=== Aim of the task ===
Copy the lines verbatim, beginning with the line that contains "Point out the green grass, one" and continuing through the end of the data, and only those lines.

=== Excerpts of pointing data ===
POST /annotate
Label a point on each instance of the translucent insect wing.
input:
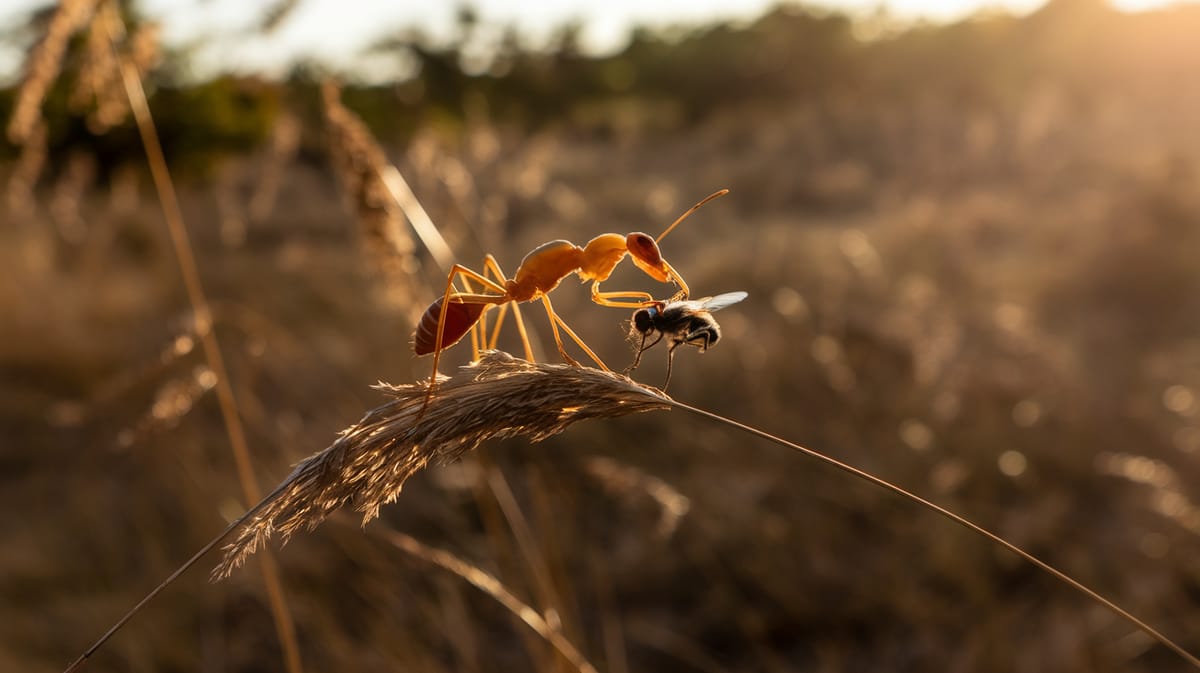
(723, 300)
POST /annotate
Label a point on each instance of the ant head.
(647, 256)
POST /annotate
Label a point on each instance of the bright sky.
(335, 31)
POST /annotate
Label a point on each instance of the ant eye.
(643, 247)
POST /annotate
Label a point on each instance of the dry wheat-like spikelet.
(43, 65)
(360, 162)
(499, 396)
(19, 192)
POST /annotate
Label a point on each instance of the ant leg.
(491, 264)
(555, 323)
(479, 330)
(609, 298)
(457, 270)
(642, 348)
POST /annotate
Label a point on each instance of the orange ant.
(449, 318)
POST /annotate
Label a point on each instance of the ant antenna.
(690, 210)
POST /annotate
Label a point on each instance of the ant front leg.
(555, 324)
(610, 298)
(642, 348)
(493, 266)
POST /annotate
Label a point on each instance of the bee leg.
(642, 348)
(670, 361)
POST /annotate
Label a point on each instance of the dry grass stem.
(495, 588)
(43, 65)
(202, 314)
(359, 161)
(499, 396)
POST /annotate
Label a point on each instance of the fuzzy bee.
(681, 323)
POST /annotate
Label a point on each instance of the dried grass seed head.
(366, 467)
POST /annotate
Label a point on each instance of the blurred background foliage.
(971, 254)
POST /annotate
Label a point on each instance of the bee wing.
(721, 300)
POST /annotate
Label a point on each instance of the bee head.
(643, 319)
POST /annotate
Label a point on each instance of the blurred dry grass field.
(994, 304)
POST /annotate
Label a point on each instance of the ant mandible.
(449, 318)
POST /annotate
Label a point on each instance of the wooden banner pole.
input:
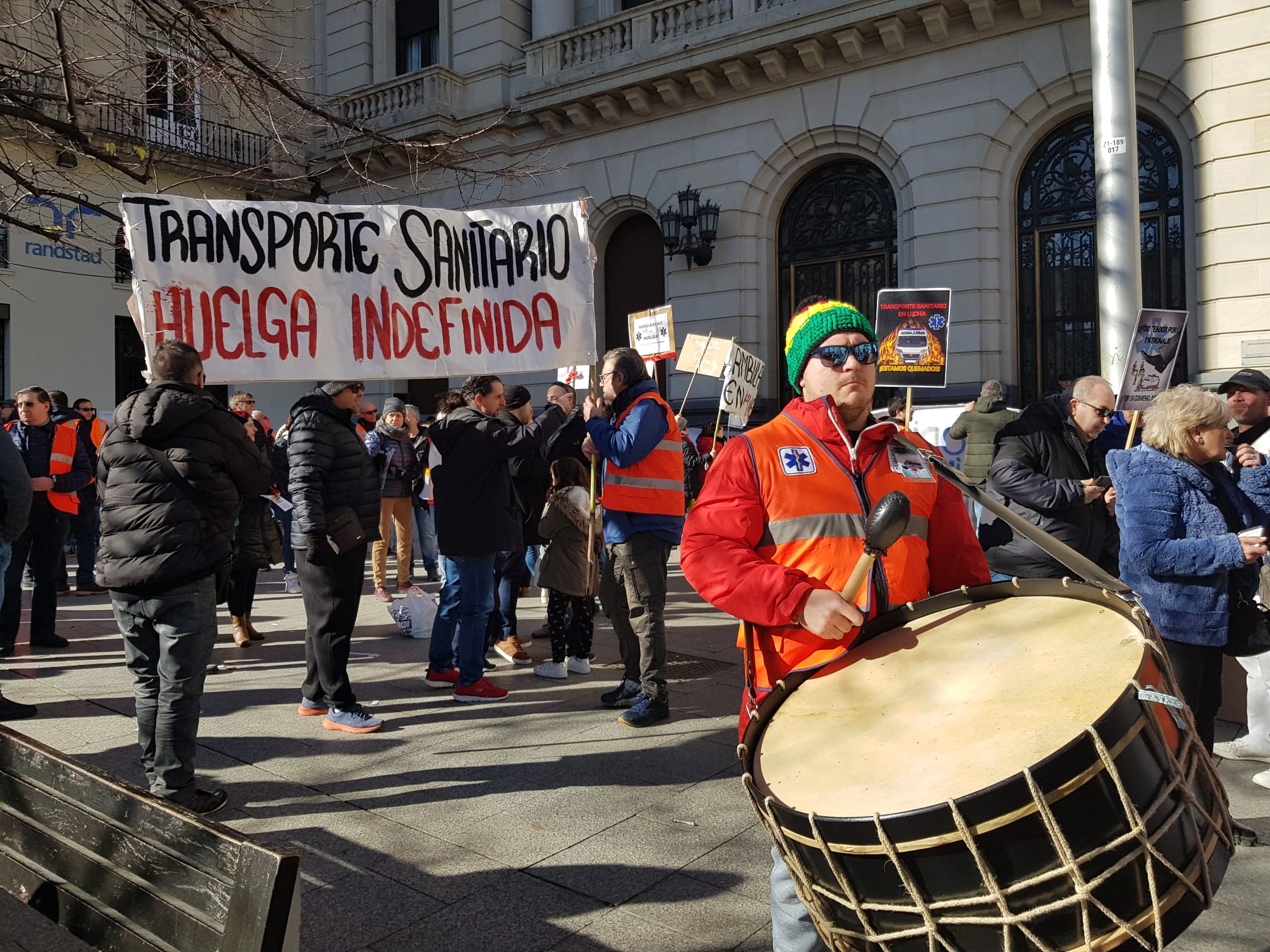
(695, 372)
(1133, 429)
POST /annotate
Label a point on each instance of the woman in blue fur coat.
(1180, 513)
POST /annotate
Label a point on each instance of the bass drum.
(996, 768)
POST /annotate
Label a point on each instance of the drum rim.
(896, 617)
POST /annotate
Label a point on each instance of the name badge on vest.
(908, 463)
(797, 461)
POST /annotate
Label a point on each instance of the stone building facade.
(850, 146)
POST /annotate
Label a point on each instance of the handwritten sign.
(296, 291)
(741, 385)
(1157, 338)
(913, 337)
(712, 356)
(653, 333)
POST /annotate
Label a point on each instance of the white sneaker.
(1246, 748)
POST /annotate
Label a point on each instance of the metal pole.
(1116, 164)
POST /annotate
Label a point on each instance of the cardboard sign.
(297, 291)
(653, 333)
(712, 356)
(1157, 337)
(913, 337)
(577, 376)
(741, 385)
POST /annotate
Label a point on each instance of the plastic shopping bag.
(415, 615)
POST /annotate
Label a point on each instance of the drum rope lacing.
(1186, 763)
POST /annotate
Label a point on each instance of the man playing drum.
(780, 526)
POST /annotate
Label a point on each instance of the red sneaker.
(479, 692)
(441, 679)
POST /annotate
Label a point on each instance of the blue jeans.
(466, 601)
(791, 923)
(168, 642)
(425, 538)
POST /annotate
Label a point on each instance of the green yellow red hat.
(812, 326)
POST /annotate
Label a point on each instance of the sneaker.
(205, 803)
(479, 692)
(355, 720)
(646, 712)
(441, 679)
(14, 710)
(511, 650)
(1246, 748)
(622, 696)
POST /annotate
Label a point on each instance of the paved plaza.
(537, 823)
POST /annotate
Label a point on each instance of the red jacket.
(723, 531)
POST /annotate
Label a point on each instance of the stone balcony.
(670, 55)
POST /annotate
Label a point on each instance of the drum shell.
(1010, 833)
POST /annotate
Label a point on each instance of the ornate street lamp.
(678, 227)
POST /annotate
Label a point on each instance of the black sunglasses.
(836, 354)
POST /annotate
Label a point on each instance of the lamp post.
(691, 229)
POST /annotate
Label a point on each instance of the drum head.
(947, 705)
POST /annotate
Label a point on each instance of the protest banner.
(1157, 338)
(297, 291)
(653, 333)
(741, 385)
(912, 337)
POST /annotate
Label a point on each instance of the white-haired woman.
(1180, 511)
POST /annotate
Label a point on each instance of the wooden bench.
(127, 873)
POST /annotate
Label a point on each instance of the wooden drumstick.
(887, 523)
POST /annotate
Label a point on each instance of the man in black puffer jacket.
(1047, 470)
(331, 473)
(173, 471)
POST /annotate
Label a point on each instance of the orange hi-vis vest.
(61, 460)
(655, 485)
(98, 433)
(817, 512)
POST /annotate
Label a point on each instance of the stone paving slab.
(539, 823)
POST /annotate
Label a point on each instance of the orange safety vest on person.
(60, 461)
(98, 433)
(816, 522)
(655, 485)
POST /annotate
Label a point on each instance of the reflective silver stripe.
(830, 526)
(614, 479)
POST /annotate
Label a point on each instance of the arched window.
(837, 239)
(1058, 303)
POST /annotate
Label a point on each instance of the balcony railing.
(416, 96)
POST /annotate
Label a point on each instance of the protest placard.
(1157, 338)
(741, 385)
(286, 291)
(710, 352)
(913, 337)
(653, 333)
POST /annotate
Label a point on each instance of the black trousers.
(332, 594)
(242, 592)
(42, 545)
(1198, 669)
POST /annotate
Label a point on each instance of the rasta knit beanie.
(812, 326)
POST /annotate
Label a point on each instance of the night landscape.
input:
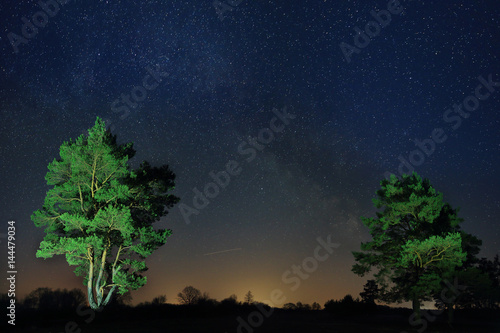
(238, 166)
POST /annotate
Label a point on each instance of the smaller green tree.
(249, 298)
(370, 292)
(416, 241)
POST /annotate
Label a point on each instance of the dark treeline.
(45, 308)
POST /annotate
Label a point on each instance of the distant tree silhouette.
(370, 292)
(54, 300)
(158, 300)
(189, 295)
(249, 297)
(315, 306)
(124, 299)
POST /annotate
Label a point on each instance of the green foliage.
(99, 213)
(416, 240)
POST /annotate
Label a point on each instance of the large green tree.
(99, 213)
(416, 241)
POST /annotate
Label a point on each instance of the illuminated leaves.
(99, 213)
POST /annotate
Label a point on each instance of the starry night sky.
(218, 84)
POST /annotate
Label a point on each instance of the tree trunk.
(450, 312)
(416, 308)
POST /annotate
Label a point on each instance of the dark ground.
(170, 319)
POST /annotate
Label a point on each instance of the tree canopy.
(416, 240)
(99, 212)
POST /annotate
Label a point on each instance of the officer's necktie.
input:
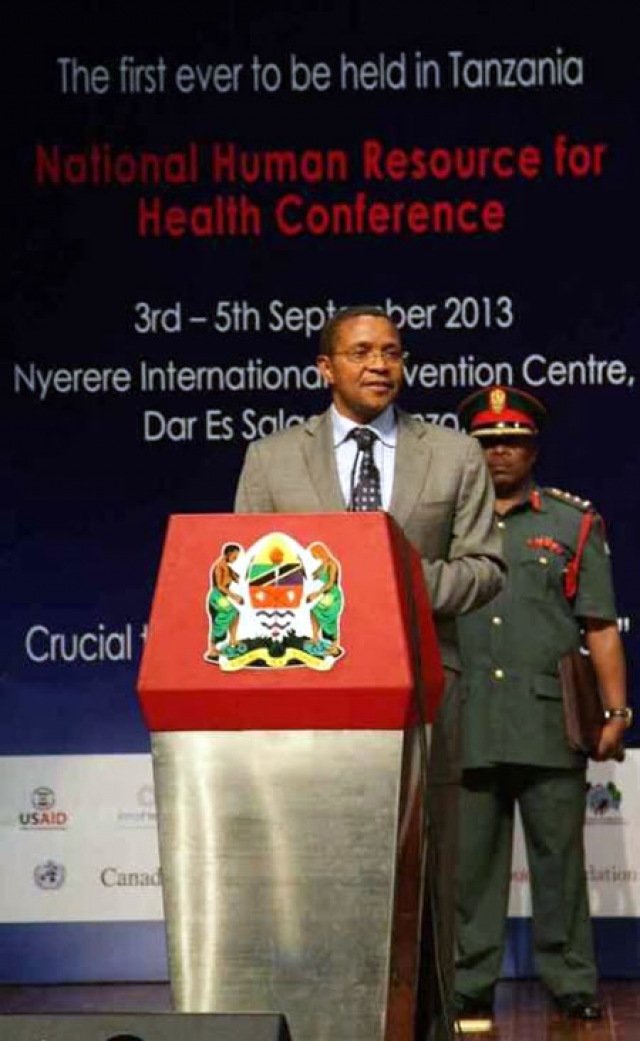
(365, 480)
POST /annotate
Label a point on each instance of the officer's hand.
(610, 744)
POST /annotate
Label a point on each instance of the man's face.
(362, 377)
(510, 460)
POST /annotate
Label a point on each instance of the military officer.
(514, 745)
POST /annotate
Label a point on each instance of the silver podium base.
(292, 865)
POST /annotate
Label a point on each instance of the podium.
(289, 669)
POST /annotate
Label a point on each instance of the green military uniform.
(514, 747)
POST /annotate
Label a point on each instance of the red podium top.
(278, 621)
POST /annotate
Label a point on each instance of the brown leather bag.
(584, 715)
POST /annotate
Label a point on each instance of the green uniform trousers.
(552, 804)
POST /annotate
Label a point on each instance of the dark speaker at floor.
(139, 1026)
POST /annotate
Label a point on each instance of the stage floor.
(522, 1011)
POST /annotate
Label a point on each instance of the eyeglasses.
(366, 355)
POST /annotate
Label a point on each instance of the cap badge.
(497, 400)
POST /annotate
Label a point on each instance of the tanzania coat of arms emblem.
(275, 605)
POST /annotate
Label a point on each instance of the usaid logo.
(44, 815)
(49, 876)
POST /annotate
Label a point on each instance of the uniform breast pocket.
(540, 577)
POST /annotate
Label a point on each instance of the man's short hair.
(330, 330)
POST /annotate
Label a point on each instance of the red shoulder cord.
(572, 568)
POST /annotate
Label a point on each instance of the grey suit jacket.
(442, 499)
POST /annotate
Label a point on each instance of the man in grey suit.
(432, 481)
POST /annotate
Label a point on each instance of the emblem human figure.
(222, 602)
(327, 602)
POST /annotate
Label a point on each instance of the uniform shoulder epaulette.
(583, 505)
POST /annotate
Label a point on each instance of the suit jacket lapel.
(320, 457)
(412, 460)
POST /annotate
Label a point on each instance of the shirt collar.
(384, 425)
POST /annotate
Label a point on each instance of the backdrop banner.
(187, 196)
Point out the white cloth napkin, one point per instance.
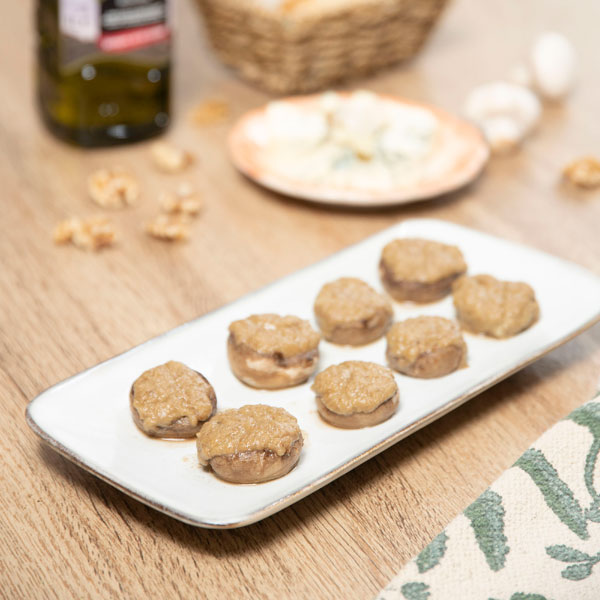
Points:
(533, 535)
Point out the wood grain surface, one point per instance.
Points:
(66, 534)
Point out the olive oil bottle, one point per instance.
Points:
(103, 69)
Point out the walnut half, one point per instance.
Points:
(113, 188)
(88, 234)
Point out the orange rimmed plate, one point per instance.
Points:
(459, 144)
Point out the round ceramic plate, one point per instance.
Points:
(458, 146)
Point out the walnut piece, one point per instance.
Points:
(88, 234)
(113, 188)
(584, 172)
(209, 112)
(184, 201)
(171, 228)
(169, 158)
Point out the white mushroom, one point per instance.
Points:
(505, 112)
(553, 65)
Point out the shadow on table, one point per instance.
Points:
(235, 542)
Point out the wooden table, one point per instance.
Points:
(66, 534)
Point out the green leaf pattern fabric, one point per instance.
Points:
(533, 535)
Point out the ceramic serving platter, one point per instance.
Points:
(458, 146)
(86, 418)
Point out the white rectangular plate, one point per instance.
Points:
(87, 417)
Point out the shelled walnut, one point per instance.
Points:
(88, 234)
(113, 188)
(169, 158)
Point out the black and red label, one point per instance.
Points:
(130, 24)
(116, 25)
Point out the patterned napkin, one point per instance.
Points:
(533, 535)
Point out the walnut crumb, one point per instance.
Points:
(184, 201)
(88, 234)
(113, 188)
(172, 228)
(169, 158)
(210, 112)
(584, 172)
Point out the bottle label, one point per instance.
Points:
(115, 26)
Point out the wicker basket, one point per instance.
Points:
(307, 45)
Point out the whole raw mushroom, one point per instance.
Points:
(505, 112)
(553, 65)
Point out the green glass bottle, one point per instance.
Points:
(103, 69)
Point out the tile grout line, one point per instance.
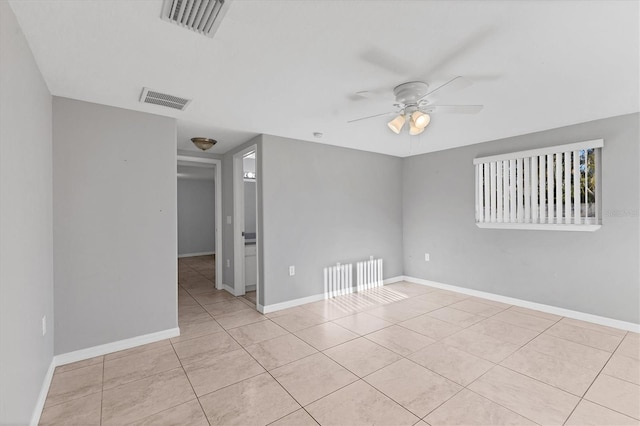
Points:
(594, 380)
(190, 384)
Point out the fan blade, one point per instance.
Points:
(453, 109)
(373, 116)
(455, 83)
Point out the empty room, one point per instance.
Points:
(319, 212)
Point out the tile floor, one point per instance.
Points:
(404, 354)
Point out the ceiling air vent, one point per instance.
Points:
(201, 16)
(149, 96)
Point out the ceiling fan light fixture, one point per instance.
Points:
(413, 129)
(420, 119)
(397, 123)
(203, 143)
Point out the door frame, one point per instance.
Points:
(217, 164)
(238, 223)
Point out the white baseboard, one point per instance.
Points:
(609, 322)
(120, 345)
(393, 280)
(290, 303)
(204, 253)
(310, 299)
(42, 397)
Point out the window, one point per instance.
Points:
(554, 188)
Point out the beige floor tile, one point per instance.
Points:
(468, 408)
(205, 347)
(326, 335)
(595, 327)
(295, 309)
(138, 349)
(329, 310)
(142, 398)
(205, 286)
(190, 413)
(80, 411)
(186, 302)
(532, 322)
(454, 364)
(313, 377)
(624, 368)
(557, 372)
(408, 289)
(137, 366)
(221, 370)
(362, 323)
(430, 327)
(280, 351)
(630, 346)
(257, 332)
(197, 329)
(400, 340)
(443, 297)
(590, 414)
(585, 336)
(481, 345)
(226, 307)
(192, 314)
(256, 401)
(532, 399)
(489, 302)
(585, 356)
(477, 308)
(297, 321)
(359, 404)
(297, 418)
(214, 296)
(412, 386)
(75, 384)
(535, 313)
(455, 317)
(619, 395)
(362, 356)
(79, 364)
(240, 318)
(396, 312)
(504, 331)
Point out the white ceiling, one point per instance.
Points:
(188, 170)
(290, 68)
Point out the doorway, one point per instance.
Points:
(199, 217)
(245, 197)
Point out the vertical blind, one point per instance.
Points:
(557, 185)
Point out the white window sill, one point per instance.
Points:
(539, 226)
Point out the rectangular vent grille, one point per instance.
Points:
(149, 96)
(201, 16)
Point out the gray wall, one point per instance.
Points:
(250, 206)
(26, 247)
(115, 226)
(321, 205)
(196, 216)
(596, 273)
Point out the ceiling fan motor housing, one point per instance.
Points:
(410, 93)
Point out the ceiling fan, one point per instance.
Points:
(413, 104)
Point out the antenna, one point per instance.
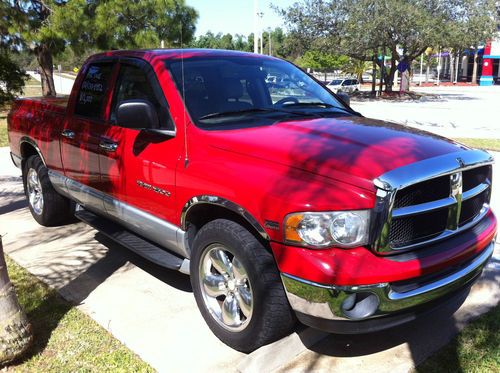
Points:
(186, 158)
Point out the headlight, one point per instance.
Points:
(322, 229)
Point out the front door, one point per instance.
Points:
(82, 132)
(139, 168)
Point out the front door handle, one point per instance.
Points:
(68, 134)
(108, 146)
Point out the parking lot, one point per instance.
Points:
(153, 312)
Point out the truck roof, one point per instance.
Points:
(149, 54)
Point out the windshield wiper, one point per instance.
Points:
(323, 104)
(249, 111)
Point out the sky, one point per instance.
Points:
(235, 16)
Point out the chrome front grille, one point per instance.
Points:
(415, 207)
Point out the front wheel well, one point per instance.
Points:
(199, 215)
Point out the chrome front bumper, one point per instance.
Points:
(364, 302)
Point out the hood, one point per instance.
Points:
(350, 149)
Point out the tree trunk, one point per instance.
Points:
(15, 329)
(474, 69)
(392, 73)
(374, 74)
(44, 57)
(452, 65)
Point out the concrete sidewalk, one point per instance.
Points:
(153, 312)
(454, 112)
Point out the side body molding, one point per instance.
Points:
(222, 202)
(138, 221)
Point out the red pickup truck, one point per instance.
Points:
(282, 202)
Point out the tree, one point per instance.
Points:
(12, 78)
(320, 61)
(15, 330)
(356, 67)
(360, 28)
(48, 27)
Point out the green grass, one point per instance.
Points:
(32, 88)
(65, 339)
(3, 128)
(489, 144)
(475, 349)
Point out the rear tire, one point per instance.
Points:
(238, 288)
(47, 206)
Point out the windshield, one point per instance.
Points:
(224, 90)
(335, 82)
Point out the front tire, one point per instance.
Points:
(47, 206)
(238, 288)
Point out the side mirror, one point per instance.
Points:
(137, 114)
(344, 97)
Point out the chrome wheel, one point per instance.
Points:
(226, 288)
(35, 195)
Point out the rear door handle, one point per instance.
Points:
(68, 134)
(108, 146)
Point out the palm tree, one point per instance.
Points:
(15, 329)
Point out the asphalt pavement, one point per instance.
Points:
(153, 312)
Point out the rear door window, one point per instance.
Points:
(92, 94)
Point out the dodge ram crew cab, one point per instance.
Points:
(281, 202)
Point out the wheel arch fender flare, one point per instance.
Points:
(226, 204)
(30, 142)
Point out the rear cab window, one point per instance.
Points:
(93, 90)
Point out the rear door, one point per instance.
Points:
(139, 167)
(81, 136)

=== Output for this task ===
Point out the green grass, one point per instance.
Points:
(32, 88)
(65, 339)
(3, 128)
(489, 144)
(475, 349)
Point out the rear tire, one point per instance.
Points:
(238, 288)
(47, 206)
Point out the windshield, one point per instance.
Points:
(224, 90)
(335, 82)
Point out the front tire, one point per instance.
Points:
(47, 206)
(238, 288)
Point out the side mirror, one point per instance.
Points:
(137, 114)
(344, 97)
Point out the chrome wheel, one point per instance.
Points:
(226, 288)
(35, 195)
Point out the rear door handle, one point per instance.
Points:
(68, 134)
(108, 146)
Point out the palm tree, one point per instance.
Points:
(15, 329)
Point out the asphalt pavement, one point per instance.
Points:
(153, 312)
Point out the rear door window, one point per instance.
Points:
(92, 94)
Point out the dodge ram crew cab, one point per instance.
Points:
(281, 202)
Point out the wheel arch fender flare, one point per instance.
Points:
(226, 204)
(30, 142)
Point out the rear cab window, one point per instance.
Points:
(93, 90)
Point out the rear door, one point per instance.
Points:
(139, 167)
(81, 136)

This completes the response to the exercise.